* **REQUIREMENT**
Going through the data, count each line that has the word "below". Reply with the total and nothing more.

* **EXTRACTED RECORDS**
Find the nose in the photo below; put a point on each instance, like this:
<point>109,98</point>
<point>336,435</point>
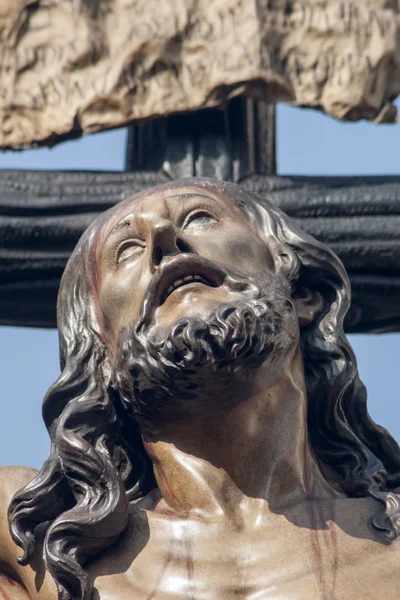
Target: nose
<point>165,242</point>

...

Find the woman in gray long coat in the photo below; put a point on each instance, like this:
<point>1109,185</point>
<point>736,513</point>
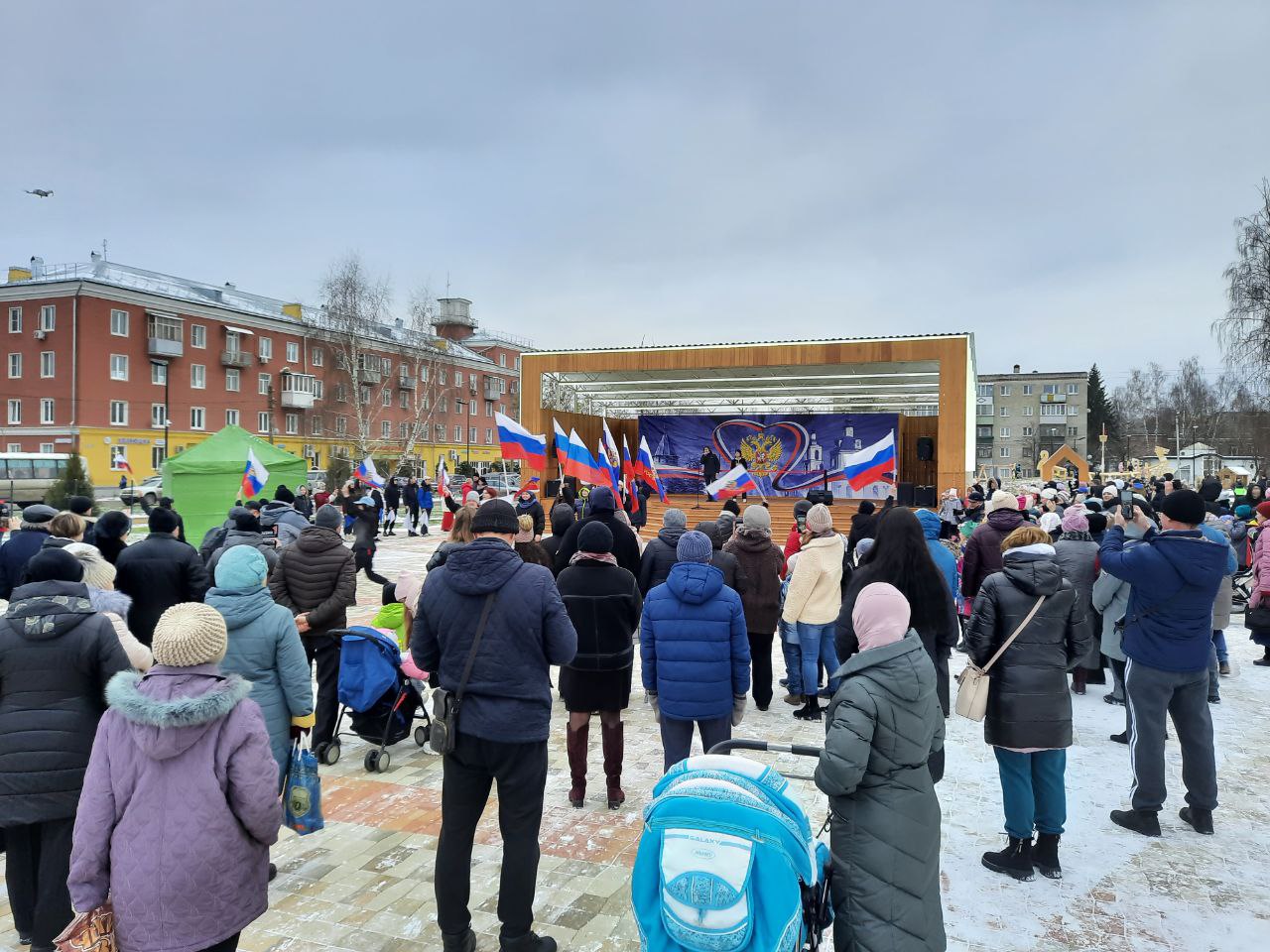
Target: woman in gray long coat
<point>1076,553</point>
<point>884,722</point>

* **ANSWER SPACE**
2